- _Object position labeling records_:
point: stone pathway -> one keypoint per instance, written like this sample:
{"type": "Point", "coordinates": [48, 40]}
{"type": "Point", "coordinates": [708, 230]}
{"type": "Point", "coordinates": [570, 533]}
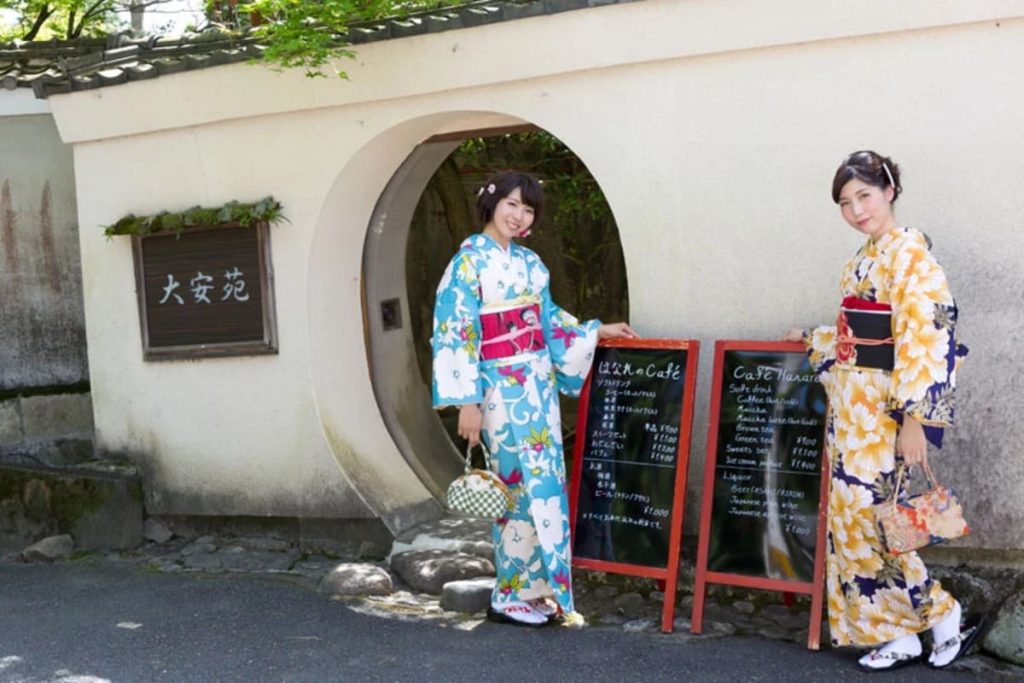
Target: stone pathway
{"type": "Point", "coordinates": [449, 561]}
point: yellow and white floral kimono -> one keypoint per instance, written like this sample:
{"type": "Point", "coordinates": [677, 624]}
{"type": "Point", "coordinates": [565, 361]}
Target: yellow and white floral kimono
{"type": "Point", "coordinates": [875, 597]}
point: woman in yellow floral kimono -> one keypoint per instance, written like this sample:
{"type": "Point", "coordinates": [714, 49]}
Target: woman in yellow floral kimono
{"type": "Point", "coordinates": [889, 366]}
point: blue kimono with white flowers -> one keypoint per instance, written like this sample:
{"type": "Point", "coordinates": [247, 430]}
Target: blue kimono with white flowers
{"type": "Point", "coordinates": [518, 398]}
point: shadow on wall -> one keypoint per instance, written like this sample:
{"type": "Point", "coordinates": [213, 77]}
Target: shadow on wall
{"type": "Point", "coordinates": [578, 239]}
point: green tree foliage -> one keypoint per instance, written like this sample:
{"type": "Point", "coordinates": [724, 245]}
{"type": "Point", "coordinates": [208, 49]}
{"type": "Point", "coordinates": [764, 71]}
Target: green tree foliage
{"type": "Point", "coordinates": [36, 19]}
{"type": "Point", "coordinates": [311, 34]}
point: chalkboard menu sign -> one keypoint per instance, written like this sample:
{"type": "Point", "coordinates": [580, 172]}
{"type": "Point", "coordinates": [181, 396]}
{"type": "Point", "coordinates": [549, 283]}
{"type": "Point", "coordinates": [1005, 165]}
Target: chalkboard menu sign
{"type": "Point", "coordinates": [205, 292]}
{"type": "Point", "coordinates": [765, 477]}
{"type": "Point", "coordinates": [631, 459]}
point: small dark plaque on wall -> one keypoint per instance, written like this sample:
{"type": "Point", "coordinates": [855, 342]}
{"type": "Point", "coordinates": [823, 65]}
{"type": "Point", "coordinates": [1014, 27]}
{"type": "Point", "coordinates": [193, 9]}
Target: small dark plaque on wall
{"type": "Point", "coordinates": [206, 293]}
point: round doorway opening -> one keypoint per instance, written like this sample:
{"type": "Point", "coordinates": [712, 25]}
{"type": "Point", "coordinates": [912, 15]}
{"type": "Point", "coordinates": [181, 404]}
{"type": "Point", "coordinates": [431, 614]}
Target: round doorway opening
{"type": "Point", "coordinates": [422, 217]}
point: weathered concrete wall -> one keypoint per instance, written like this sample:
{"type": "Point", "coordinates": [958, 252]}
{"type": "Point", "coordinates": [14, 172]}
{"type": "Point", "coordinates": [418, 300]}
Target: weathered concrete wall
{"type": "Point", "coordinates": [714, 129]}
{"type": "Point", "coordinates": [46, 429]}
{"type": "Point", "coordinates": [42, 331]}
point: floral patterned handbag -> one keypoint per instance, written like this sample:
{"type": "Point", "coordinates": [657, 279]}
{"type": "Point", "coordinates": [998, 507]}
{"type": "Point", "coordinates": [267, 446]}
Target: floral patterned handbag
{"type": "Point", "coordinates": [910, 522]}
{"type": "Point", "coordinates": [479, 493]}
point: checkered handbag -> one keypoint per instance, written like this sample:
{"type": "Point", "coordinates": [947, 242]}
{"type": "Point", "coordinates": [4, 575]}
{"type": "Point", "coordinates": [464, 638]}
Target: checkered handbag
{"type": "Point", "coordinates": [911, 522]}
{"type": "Point", "coordinates": [479, 493]}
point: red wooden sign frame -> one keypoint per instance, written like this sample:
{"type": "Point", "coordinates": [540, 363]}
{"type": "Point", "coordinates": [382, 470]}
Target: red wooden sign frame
{"type": "Point", "coordinates": [670, 574]}
{"type": "Point", "coordinates": [816, 588]}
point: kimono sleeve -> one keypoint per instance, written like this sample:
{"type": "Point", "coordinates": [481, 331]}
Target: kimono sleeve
{"type": "Point", "coordinates": [820, 343]}
{"type": "Point", "coordinates": [456, 338]}
{"type": "Point", "coordinates": [927, 354]}
{"type": "Point", "coordinates": [570, 343]}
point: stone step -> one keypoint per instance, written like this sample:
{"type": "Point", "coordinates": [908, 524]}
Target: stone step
{"type": "Point", "coordinates": [456, 534]}
{"type": "Point", "coordinates": [429, 570]}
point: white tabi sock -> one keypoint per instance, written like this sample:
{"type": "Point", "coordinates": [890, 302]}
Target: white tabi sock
{"type": "Point", "coordinates": [943, 631]}
{"type": "Point", "coordinates": [519, 611]}
{"type": "Point", "coordinates": [880, 658]}
{"type": "Point", "coordinates": [544, 606]}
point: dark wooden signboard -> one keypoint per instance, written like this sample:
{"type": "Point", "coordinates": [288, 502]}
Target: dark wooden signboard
{"type": "Point", "coordinates": [766, 476]}
{"type": "Point", "coordinates": [205, 292]}
{"type": "Point", "coordinates": [632, 451]}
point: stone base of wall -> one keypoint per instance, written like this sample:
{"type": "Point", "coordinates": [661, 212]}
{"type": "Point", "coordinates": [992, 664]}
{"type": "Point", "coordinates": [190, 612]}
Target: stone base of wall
{"type": "Point", "coordinates": [99, 507]}
{"type": "Point", "coordinates": [51, 430]}
{"type": "Point", "coordinates": [365, 539]}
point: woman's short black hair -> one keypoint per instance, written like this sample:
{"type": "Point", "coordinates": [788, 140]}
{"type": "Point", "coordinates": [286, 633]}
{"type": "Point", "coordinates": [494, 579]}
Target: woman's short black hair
{"type": "Point", "coordinates": [501, 185]}
{"type": "Point", "coordinates": [869, 167]}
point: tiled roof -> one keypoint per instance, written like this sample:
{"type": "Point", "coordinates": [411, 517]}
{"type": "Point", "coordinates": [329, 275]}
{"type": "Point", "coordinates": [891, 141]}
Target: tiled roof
{"type": "Point", "coordinates": [58, 67]}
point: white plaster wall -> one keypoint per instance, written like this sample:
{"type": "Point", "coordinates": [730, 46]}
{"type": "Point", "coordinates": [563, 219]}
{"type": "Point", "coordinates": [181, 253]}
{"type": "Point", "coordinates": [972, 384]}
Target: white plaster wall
{"type": "Point", "coordinates": [714, 129]}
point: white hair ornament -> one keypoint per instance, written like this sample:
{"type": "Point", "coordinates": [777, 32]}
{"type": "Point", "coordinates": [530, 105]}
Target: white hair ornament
{"type": "Point", "coordinates": [889, 173]}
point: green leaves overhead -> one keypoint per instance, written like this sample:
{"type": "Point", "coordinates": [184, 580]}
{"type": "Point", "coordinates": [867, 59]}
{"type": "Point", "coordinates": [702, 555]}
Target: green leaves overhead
{"type": "Point", "coordinates": [267, 210]}
{"type": "Point", "coordinates": [303, 34]}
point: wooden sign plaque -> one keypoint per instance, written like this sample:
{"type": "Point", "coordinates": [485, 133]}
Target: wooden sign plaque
{"type": "Point", "coordinates": [206, 293]}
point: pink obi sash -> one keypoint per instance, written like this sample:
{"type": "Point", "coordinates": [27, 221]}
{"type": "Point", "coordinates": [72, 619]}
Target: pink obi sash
{"type": "Point", "coordinates": [511, 332]}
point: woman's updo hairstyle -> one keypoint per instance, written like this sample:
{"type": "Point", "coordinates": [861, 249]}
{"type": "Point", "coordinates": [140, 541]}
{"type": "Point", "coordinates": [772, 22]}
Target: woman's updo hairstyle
{"type": "Point", "coordinates": [501, 185]}
{"type": "Point", "coordinates": [869, 167]}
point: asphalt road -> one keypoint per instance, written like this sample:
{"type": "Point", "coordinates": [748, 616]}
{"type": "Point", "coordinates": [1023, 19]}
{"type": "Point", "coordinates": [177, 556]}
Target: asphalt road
{"type": "Point", "coordinates": [89, 623]}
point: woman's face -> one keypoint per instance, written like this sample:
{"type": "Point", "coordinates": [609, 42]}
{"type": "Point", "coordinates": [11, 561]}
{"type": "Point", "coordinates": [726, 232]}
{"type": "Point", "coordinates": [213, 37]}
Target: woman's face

- _Task goal_: Duplicate the lines of the records, starting at the line that contains "point: wooden sign" and continuing through the final line of the records.

- _Output for this exercise_:
point: wooden sign plaque -> one keypoint per instance, written like this sample:
{"type": "Point", "coordinates": [485, 133]}
Target: wooden sign plaque
{"type": "Point", "coordinates": [206, 293]}
point: pink obi sash -> one keypoint per instance, written like this sample:
{"type": "Point", "coordinates": [27, 221]}
{"type": "Point", "coordinates": [72, 619]}
Target: pink obi sash
{"type": "Point", "coordinates": [511, 332]}
point: woman's updo hairstyle -> one keypoint per instance, written like this sample:
{"type": "Point", "coordinates": [861, 249]}
{"type": "Point", "coordinates": [140, 541]}
{"type": "Point", "coordinates": [772, 22]}
Target: woman's updo hairstyle
{"type": "Point", "coordinates": [501, 185]}
{"type": "Point", "coordinates": [869, 167]}
point: asphalt road -> one keypoint per instance, written like this sample:
{"type": "Point", "coordinates": [748, 616]}
{"type": "Point", "coordinates": [1023, 19]}
{"type": "Point", "coordinates": [177, 556]}
Target: asphalt road
{"type": "Point", "coordinates": [89, 623]}
point: woman's face -> one keypoint per instance, written like this sample:
{"type": "Point", "coordinates": [609, 42]}
{"type": "Point", "coordinates": [11, 561]}
{"type": "Point", "coordinates": [726, 232]}
{"type": "Point", "coordinates": [213, 37]}
Target: woman's face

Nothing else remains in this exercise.